Control: tag -1 wontfix

On Sat, Sep 17, 2011 at 07:34:46PM +0000, Bjarni Ingi Gislason wrote:
>   Warnings and error messages are important to show possible
> defects in a manual.  Redirecting them to a file (e.g.
> "/var/log/mandb.err") is better than discarding them.

I'm not convinced that it makes sense to catch them this way.  We
already have a better way to collect defects via Lintian, notably these
two tags:

  https://lintian.debian.org/tags/manpage-has-bad-whatis-entry.html
  https://lintian.debian.org/tags/manpage-has-errors-from-man.html

It would be possible to log all of these on every Debian system, yes.
However, it would be a tremendously inefficient way to record these
defects compared to the existing Lintian reports which are much more
convenient for maintainers.  Logging them locally would simply encourage
people to duplicate lots of effort reporting them manually as bugs,
which doesn't seem like a good use of time unless they're going to go to
the extra effort to figure out patches too; and history indicates that
some sizeable fraction of those reports will be misdirected to man-db
and I'll have to spend time reassigning them to the right places.

» THE TASKS:
1. In the bug reply, which file does the reporter give as an example destination for redirected warnings and error messages?
2. List every drawback of logging the warnings locally that the bug reply names.
3. Write a continuation of the bug reply, starting after its final sentence.

» DATA SHOWN:

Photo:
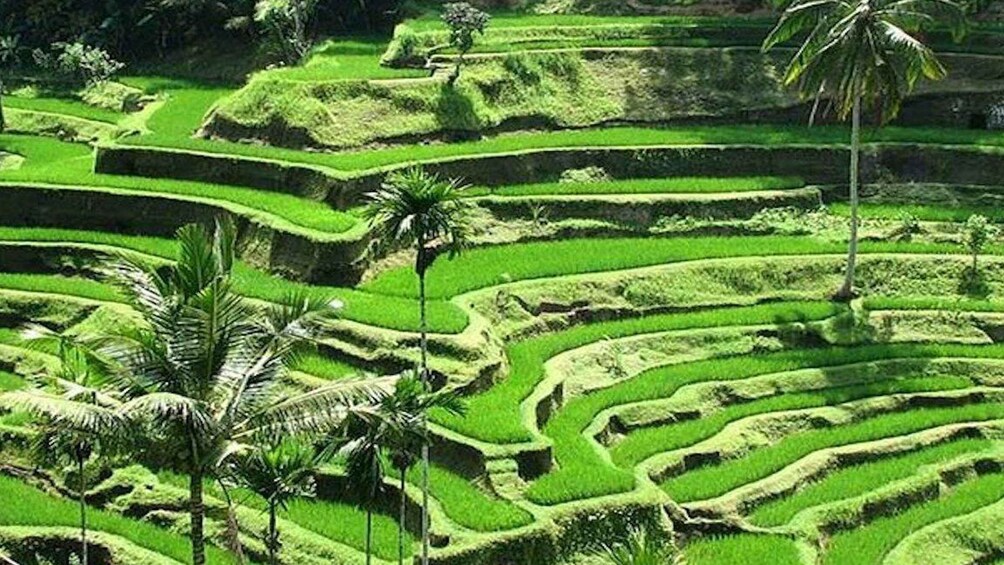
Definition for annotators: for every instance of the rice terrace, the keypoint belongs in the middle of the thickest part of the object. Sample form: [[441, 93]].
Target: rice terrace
[[502, 282]]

» EXPECTED RESPONSES:
1. "/var/log/mandb.err"

2.
- It would be a tremendously inefficient way to record these defects compared with the existing Lintian reports, which are much more convenient for maintainers.
- It would encourage people to duplicate lots of effort by reporting the defects manually as bugs.
- Some sizeable fraction of those reports would be misdirected to man-db, and time would have to be spent reassigning them to the right places.

3.
Furthermore, manual page errors are usually considered too minor to fix
in stable releases, so users of stable will have a pile of error reports
that are unlikely to be fixed at least until they upgrade to the next
stable release.

I can see some small value in logging these errors for the cases of
packages which are not in Debian and thus not covered by Lintian runs,
certainly.  However, there are other ways to get hold of the same error
messages (e.g. lexgrog), and in any case I think the benefits of this
logging would be too small to outweigh the costs.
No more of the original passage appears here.